> [Quoted text]:
John,
John forwarded this to me and I am glad to hear that you are interested.
I thought that I might provide a slightly different perspective to
explain why I think this is such a forward-looking idea.
The organization of this thought process seems to distinguish between
points, profiles, trajectories, and other types of spatial features with
an apparent goal of deciding on a file structure for each of these .
This makes this sound like a whole series of decisions need to be made
about a bunch of "different" data types (I could be completely wrong on
this). Luckily for us, the geospatial community has figured this one out
and all of them actually have agreed on a compact representation for all
of these types, and a bunch of others (multi-points, multi-lines, and
polygons, ...).
Seems to me that if this group recasts their framework to something more
like: how do we store spatial features (other than grids) and associated
attributes in a netCDF file, it allows you to jump forward by taking
advantage of years of work and success in the geospatial community.

> [Task instructions]:
According to the message above, what question should the group recast its framework around?

> [Provided material]:

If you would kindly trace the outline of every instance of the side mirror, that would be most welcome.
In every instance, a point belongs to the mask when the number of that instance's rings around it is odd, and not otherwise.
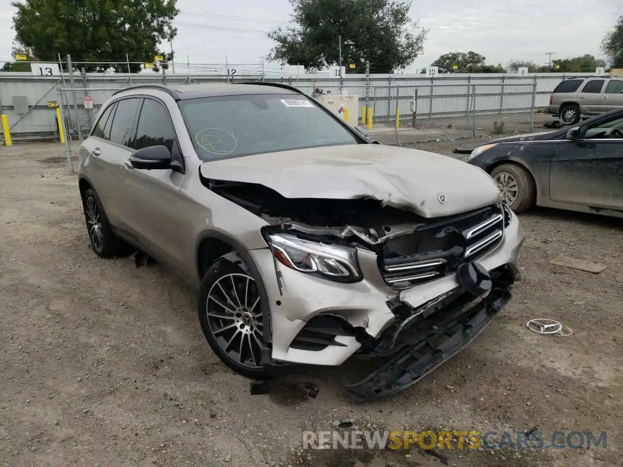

> [Answer]:
How to store spatial features (other than grids) and their associated attributes in a netCDF file.